Google Ads location targeting for local business requires two decisions: which places the company can actually serve and whether the campaign should include people merely interested in those places. Configure targets and exclusions deliberately, then verify real geographic delivery because platform location signals are not perfectly accurate.

Map the service area before opening Google Ads

List the areas the business can serve profitably and reliably. Use operational facts, not the desire to appear in more searches. Consider drive time, technician capacity, delivery limits, licensing, minimum project size, emergency coverage, and the cost of crossing into a distant market.

Separate three categories:

  • Core areas the business wants regularly.
  • Conditional areas served only for the right job.
  • Areas the business does not serve.

This map should agree with the website, intake rules, Business Profile, sales team, and dispatch process. A campaign cannot fix a disagreement about where the company works.

Understand Presence and Presence or Interest

Google’s advanced location options explain that the default option can reach people who are in or regularly in a target location and people who have shown interest in it. The narrower Presence option focuses on people likely to be in or regularly in the location.

Neither option is universally correct. A hotel, relocation service, destination business, or company serving property owners who live elsewhere may value location interest. A plumber that only dispatches inside one metro may prefer to test Presence.

_MATERIAL SHOWN_
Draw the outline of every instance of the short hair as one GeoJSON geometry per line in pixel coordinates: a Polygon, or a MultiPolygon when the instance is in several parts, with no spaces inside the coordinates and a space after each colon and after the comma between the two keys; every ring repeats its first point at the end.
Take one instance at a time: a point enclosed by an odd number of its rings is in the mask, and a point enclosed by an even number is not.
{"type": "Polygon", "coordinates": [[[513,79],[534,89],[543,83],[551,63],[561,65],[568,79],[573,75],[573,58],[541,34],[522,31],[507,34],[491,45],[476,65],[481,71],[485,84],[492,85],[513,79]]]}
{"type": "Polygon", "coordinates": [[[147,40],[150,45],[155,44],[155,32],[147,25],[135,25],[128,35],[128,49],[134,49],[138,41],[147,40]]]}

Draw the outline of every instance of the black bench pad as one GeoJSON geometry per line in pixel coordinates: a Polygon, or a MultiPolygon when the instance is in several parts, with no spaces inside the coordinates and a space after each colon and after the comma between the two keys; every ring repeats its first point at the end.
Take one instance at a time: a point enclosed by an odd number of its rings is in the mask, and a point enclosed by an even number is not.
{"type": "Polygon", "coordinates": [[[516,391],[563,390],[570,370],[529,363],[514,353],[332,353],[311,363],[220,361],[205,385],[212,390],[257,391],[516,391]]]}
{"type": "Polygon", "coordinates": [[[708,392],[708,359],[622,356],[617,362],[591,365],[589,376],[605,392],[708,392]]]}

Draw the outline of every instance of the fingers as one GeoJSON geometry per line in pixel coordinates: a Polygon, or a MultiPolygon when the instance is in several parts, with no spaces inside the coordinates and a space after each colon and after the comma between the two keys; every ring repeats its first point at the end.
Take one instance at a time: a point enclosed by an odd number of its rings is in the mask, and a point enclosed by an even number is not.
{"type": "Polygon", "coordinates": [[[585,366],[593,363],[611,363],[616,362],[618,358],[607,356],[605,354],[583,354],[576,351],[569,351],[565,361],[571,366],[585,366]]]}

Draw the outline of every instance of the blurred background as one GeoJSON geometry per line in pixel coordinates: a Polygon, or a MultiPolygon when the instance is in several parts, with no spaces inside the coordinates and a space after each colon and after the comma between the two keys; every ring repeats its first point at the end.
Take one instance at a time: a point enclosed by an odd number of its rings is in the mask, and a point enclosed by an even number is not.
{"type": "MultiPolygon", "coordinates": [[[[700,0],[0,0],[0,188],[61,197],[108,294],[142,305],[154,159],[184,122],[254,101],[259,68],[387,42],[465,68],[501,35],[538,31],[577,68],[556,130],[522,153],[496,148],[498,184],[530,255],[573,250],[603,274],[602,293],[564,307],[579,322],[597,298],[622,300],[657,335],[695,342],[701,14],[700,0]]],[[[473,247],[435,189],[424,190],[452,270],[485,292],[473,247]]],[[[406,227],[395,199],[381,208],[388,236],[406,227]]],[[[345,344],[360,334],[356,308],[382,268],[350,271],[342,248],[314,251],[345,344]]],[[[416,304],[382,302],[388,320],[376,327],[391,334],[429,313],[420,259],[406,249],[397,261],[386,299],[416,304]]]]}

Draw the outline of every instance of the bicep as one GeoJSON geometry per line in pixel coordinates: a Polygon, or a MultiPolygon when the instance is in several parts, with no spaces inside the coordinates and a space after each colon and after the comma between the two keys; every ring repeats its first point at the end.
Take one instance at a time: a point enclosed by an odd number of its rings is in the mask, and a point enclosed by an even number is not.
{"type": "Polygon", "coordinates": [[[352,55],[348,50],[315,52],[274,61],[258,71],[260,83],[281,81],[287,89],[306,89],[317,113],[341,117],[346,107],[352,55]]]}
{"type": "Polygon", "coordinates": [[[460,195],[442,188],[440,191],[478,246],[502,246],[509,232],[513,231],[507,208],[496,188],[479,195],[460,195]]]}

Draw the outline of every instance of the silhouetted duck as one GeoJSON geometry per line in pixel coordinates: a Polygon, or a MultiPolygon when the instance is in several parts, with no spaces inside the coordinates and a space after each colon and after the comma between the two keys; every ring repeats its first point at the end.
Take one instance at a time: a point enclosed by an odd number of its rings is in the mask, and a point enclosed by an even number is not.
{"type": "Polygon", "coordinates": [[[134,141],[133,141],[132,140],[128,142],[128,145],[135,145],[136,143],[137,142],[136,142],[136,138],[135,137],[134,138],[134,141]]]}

_WORK TO DO_
1/ Answer these questions from the Google Ads location targeting passage:
(a) Into which three categories should the service area be separated?
(b) Whom can the default location option reach?
(c) What kind of business may prefer to test the Presence option?
2/ Duplicate the Google Ads location targeting passage, everything from "List the areas" down to "does not serve.".
3/ In the Google Ads location targeting passage, turn the paragraph beginning "List the areas the business can serve" into a short bulleted list that keeps its main facts.

_RESPONSES PER TASK_
1/
(a) Core areas the business wants regularly, conditional areas served only for the right job, and areas the business does not serve.
(b) People who are in or regularly in a target location and people who have shown interest in it.
(c) A plumber that only dispatches inside one metro.

2/
List the areas the business can serve profitably and reliably. Use operational facts, not the desire to appear in more searches. Consider drive time, technician capacity, delivery limits, licensing, minimum project size, emergency coverage, and the cost of crossing into a distant market.

Separate three categories:

  • Core areas the business wants regularly.
  • Conditional areas served only for the right job.
  • Areas the business does not serve.

3/
- List the areas the business can serve profitably and reliably.
- Base this on operational facts, not on a wish to appear in more searches.
- Weigh drive time, technician capacity, delivery limits, licensing, minimum project size, emergency coverage, and the cost of crossing into a distant market.